» DATA PROVIDED
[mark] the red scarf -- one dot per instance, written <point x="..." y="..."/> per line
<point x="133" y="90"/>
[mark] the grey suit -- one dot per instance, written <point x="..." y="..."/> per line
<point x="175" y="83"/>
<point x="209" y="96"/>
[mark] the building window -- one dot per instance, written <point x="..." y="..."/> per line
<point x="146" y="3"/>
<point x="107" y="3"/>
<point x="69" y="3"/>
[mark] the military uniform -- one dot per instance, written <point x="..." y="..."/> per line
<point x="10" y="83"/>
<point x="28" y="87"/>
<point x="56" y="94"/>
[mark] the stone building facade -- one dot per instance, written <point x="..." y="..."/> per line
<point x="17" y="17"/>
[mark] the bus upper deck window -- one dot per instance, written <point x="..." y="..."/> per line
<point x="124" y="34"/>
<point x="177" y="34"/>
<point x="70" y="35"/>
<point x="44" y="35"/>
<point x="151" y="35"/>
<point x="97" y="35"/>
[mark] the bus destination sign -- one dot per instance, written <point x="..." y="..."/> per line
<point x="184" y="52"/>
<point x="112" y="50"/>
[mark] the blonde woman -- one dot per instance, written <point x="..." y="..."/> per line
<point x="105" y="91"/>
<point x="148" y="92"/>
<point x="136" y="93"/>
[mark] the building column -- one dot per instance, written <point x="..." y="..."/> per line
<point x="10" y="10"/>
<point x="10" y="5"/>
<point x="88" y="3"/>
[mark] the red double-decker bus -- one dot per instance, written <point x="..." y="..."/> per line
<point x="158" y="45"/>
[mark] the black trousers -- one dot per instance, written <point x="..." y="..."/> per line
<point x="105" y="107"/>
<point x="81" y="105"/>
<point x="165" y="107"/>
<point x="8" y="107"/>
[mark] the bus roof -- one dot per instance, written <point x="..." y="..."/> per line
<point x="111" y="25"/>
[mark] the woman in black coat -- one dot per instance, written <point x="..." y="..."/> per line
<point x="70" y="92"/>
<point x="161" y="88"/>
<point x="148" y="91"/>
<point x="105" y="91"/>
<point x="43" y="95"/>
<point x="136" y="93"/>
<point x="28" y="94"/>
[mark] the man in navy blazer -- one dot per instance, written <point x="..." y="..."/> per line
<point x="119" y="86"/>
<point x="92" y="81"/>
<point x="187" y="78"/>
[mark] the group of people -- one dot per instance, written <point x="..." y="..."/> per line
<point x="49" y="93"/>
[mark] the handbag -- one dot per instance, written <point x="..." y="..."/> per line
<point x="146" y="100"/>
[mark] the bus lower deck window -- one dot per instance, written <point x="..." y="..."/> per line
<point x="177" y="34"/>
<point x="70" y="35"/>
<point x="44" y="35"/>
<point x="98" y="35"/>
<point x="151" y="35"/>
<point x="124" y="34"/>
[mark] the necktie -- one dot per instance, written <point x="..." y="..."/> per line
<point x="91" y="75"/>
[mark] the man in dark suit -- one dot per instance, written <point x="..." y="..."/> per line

» PROMPT
Reproduce the lines word for word, starting at the one that contains "[mark] the group" and ending at the final line above, both included.

» THE REPLY
[mark] the group of people -- one dot per instance, written <point x="..." y="..."/> per line
<point x="49" y="93"/>
[mark] the handbag -- one dot per instance, written <point x="..." y="..."/> per line
<point x="146" y="100"/>
[mark] the bus lower deck window -- one dot per instance, written <point x="..." y="..."/> per line
<point x="177" y="34"/>
<point x="70" y="35"/>
<point x="44" y="35"/>
<point x="98" y="35"/>
<point x="151" y="35"/>
<point x="124" y="34"/>
[mark] the necktie -- one dot per instance, written <point x="..." y="..."/> per line
<point x="91" y="75"/>
[mark] the man in dark suit -- one dot per instance, written <point x="..." y="..."/> per line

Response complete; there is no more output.